_Text to read:_
## BEGIN

Calcutta High Court
Tea Trading Corporation Of India ... vs The Saturday Club Limited on 5 April, 2002
Equivalent citations: 2003(2)CHN369
Author: T. Chatterjee
Bench: Tarun Chatterjee
JUDGMENT T. Chatterjee, J.
1. This is an appeal from a judgment and/or order passed by a learned Judge of this Court on 16th December, 1991 in Company Petition No. 324 of 1991 whereby and whereunder the application for winding up of the Tea Trading Corporation of India Ltd. (hereinafter referred to as 'the company') the appellant herein was admitted subject to scrutiny for an amount of Rs. 10,35,314/-
2. The facts leading to filing of this appeal are enumerated below:--
The company had neglected to pay the respondent Rates and Taxes which they are liable to pay or deposit under an agreement dated 24th March, 1987 entered into by the company and the respondent. The respondent is a lessee of premises in question and they have sub-let a portion of the same to the company. The respondent was paying Municipal Taxes leviable in respect of the premises prior to 1st April, 1980. The valuation of the premises was determined on the basis of the rents paid by the respondent to the landlord. By reason of the creation of the tenancy in favour of the company, the valuation of the premises was enhanced and enhanced tax was also imposed by the Municipal Authorities. In addition, from 1st April, 1984 a surcharge was levied by the Municipal Authorities in respect of the said premises under the provisions of the Calcutta Municipal Corporation Act, 1980 (hereinafter referred to as the Act). The surcharge was payable by reason of the commercial user of the premises. On 24th March, 1987 an agreement was entered into between the respondent and the company, the operative part of which insofar as it is relevant provides as follows:--
"(I) Notwithstanding anything to the contrary contained in any earlier agreement, letter, pleading of documents and notwithstanding anything contained in the Calcutta Municipal Corporation Act. 1980 or any earlier or subsequent enactments, all municipal taxes payable thereunder in respect of the said premises by the Club shall be shared from 1st February,,, 1980 between the Club and the TTCI and follows:
(a) The Club shall be liable to pay the Club's share in its entirety.

## END

_Record excerpts:_
## BEGIN

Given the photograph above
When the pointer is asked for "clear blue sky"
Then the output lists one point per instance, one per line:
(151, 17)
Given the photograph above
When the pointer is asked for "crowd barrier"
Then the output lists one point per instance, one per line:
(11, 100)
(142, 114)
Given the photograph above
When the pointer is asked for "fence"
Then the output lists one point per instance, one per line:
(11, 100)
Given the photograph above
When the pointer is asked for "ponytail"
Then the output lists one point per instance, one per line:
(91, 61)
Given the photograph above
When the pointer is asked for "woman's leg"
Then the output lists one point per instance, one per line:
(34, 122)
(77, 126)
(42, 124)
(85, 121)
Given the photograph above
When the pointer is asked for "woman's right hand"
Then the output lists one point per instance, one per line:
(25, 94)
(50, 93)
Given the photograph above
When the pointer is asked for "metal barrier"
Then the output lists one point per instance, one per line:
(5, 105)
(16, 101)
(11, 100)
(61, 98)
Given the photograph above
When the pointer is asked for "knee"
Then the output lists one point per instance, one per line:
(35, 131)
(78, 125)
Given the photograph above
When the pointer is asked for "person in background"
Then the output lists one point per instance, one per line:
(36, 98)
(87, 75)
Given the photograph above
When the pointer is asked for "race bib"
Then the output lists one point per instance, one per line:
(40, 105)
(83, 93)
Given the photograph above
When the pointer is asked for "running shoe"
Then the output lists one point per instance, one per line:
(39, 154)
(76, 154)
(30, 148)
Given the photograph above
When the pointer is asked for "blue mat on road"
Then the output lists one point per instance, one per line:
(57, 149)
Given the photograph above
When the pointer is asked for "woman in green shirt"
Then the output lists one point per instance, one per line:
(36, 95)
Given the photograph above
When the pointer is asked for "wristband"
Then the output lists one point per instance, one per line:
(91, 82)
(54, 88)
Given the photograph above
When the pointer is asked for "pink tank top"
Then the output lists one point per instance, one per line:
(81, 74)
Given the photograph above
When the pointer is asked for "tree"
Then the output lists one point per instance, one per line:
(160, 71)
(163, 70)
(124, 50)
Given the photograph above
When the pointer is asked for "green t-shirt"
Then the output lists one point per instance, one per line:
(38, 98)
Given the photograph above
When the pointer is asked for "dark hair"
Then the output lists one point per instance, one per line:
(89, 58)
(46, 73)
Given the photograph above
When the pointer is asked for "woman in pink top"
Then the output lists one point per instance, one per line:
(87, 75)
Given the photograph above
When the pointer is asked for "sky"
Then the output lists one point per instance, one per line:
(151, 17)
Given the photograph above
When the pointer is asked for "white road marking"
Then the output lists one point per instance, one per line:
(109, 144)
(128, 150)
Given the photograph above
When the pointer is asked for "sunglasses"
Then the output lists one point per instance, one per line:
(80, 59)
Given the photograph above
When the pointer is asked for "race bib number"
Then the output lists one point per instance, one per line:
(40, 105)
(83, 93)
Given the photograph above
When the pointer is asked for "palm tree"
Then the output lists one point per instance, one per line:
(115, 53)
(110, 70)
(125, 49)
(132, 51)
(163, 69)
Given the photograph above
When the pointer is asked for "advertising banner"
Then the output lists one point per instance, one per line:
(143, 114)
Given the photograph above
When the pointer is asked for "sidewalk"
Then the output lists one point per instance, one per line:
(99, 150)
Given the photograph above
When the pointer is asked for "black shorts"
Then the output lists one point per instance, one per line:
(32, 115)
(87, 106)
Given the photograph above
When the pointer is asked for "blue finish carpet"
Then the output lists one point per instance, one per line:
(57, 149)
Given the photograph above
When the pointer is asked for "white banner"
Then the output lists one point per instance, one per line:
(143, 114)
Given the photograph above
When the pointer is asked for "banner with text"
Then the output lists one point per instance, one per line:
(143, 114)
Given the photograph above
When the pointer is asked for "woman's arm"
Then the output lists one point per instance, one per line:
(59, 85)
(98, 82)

## END
## BEGIN

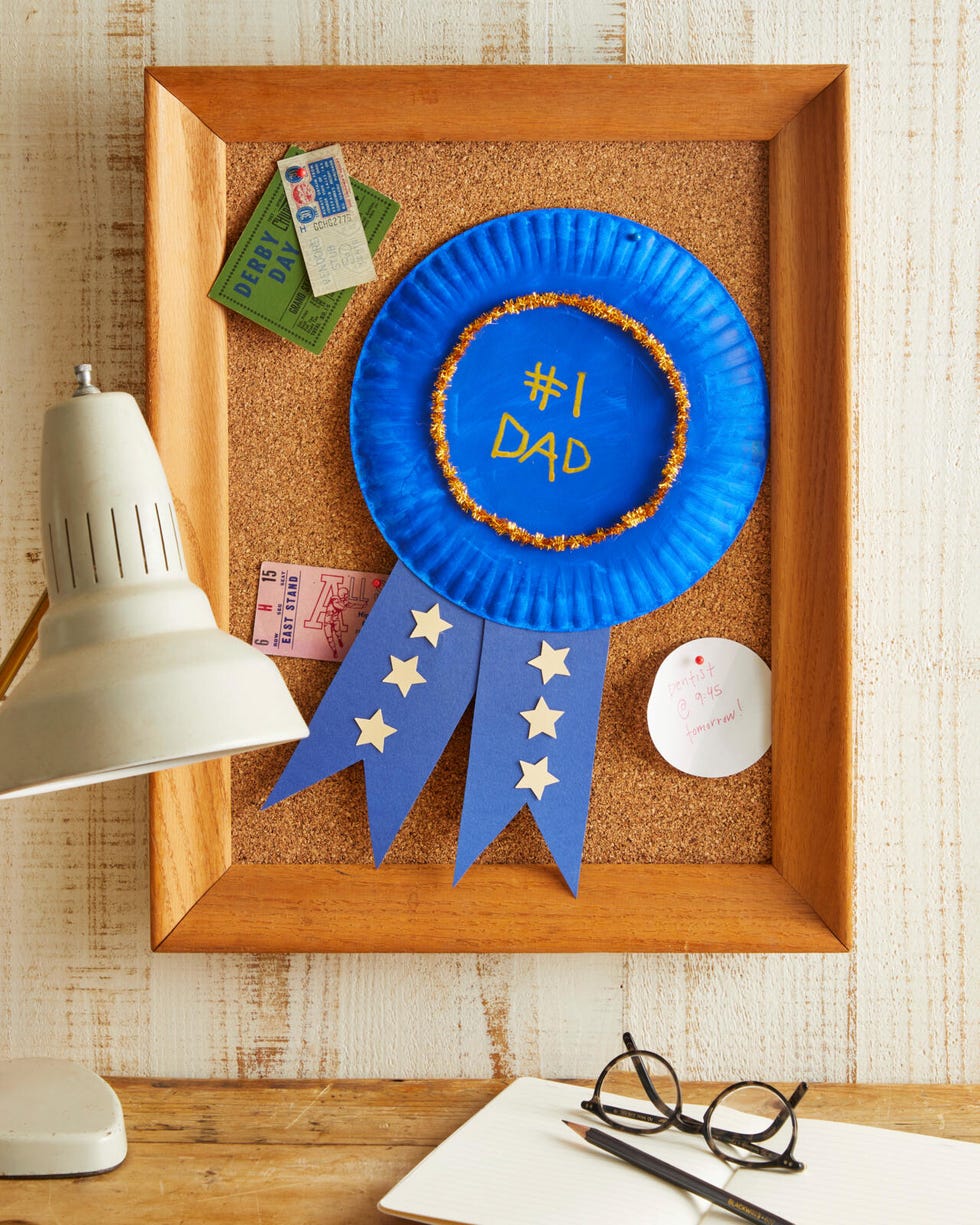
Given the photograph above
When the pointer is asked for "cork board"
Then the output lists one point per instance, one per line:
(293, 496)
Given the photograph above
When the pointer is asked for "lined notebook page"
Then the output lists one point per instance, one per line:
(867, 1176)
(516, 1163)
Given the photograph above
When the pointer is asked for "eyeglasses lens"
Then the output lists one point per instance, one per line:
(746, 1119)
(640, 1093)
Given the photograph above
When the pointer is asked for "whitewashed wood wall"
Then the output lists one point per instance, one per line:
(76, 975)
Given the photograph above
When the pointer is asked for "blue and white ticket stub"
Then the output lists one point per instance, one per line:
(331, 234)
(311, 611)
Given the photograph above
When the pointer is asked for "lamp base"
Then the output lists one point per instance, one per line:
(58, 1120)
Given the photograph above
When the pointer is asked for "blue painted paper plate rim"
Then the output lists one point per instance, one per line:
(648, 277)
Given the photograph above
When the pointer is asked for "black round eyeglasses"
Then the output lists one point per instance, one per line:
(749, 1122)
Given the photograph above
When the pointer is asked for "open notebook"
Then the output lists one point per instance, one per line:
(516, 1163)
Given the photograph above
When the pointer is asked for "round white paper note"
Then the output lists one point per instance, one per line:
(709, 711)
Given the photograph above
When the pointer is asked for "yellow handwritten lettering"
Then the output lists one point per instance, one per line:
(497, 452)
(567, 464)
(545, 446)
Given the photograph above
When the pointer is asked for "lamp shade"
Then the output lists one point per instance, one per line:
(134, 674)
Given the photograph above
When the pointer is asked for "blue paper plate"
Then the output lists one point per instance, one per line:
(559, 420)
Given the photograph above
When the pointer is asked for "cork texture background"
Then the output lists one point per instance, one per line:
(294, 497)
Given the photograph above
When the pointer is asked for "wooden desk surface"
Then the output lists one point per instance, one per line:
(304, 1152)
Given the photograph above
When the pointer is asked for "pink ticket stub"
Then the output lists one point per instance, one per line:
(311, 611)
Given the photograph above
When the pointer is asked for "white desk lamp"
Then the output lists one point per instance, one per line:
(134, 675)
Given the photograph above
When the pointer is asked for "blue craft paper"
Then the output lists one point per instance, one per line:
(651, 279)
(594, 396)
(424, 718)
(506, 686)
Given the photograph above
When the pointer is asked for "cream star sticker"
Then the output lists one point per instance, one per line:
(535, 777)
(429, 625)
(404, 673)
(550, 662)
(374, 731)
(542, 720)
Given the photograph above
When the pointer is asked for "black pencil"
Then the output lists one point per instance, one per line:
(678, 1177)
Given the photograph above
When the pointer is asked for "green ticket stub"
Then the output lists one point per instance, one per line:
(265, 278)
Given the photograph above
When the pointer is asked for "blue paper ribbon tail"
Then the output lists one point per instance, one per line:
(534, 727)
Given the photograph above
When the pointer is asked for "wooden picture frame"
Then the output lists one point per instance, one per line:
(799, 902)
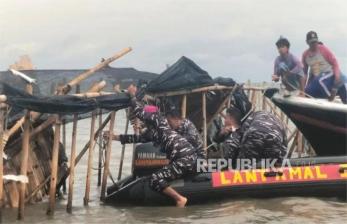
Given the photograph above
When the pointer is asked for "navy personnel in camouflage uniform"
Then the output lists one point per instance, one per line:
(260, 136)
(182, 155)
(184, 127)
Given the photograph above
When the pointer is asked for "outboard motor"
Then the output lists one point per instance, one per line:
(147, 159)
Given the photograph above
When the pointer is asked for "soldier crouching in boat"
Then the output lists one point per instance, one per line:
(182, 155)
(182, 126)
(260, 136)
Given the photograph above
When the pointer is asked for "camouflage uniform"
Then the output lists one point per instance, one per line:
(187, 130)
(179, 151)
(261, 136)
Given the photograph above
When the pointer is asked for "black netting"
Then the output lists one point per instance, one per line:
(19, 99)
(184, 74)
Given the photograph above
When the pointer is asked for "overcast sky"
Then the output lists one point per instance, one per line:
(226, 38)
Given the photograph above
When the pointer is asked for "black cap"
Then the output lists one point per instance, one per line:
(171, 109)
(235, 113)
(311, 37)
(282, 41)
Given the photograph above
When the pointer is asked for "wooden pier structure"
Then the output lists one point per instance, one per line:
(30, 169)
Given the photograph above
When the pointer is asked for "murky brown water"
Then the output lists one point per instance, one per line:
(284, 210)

## END

_The tasks:_
A. In the body of the Calcutta High Court judgment, before the quoted agreement terms begin, which distinct dates are mentioned? Give each date once.
B. Why did the Calcutta High Court judgment say the municipal surcharge was payable?
C. Continue the Calcutta High Court judgment from its last line.

_Results by task:_
A. 16th December, 1991; 24th March, 1987; 1st April, 1980; 1st April, 1984

B. It was payable because of the commercial user of the premises.

C.
(b) TTCI shall be liable to pay and pay TTCI's share in its entirety.
(c) The liability for surcharge shall be shared between the Club and TTCI proportionately in the same proportion as the Club's share bears to the TTCI's share."
3. By a letter dated 4th September, 1990 the respondent claimed a sum of Rs. 10,35,374/- with interest on account of the agreed share of Corporation taxes payable in respect of the said premises by the company and served a notice under Section 434 of the Companies Act, 1956 on the company/appellant. According to the respondent, no reply was received to the notice under Section 434 of the Companies Act by the respondent. Subsequently the application for winding up of the company was filed at the instance of the respondent on the ground that the company was commercially insolvent.
4. The company however after entering appearance raised various defences which are as follows:--
(1) The increase in the valuation of the premises was not attributable to the company alone. There were other sub-lessees under the petitioner and the rents payable by such other sub-lesses had also contributed to the increase in the annual valuation. Therefore, unless those sub-lessees were included, the apportionment of the Municipal Taxes could not be made rateably. Reference had been made to Sections 193, 194 and 195 of the Act in this connection.
(2) Sections 230 and 231 postulated that the superior lessor could recover taxes from the sub-lessees only if the superior lessor had already paid the taxes sought to be recovered from the company in respect of the premises. Admittedly the petitioner had not made such payment.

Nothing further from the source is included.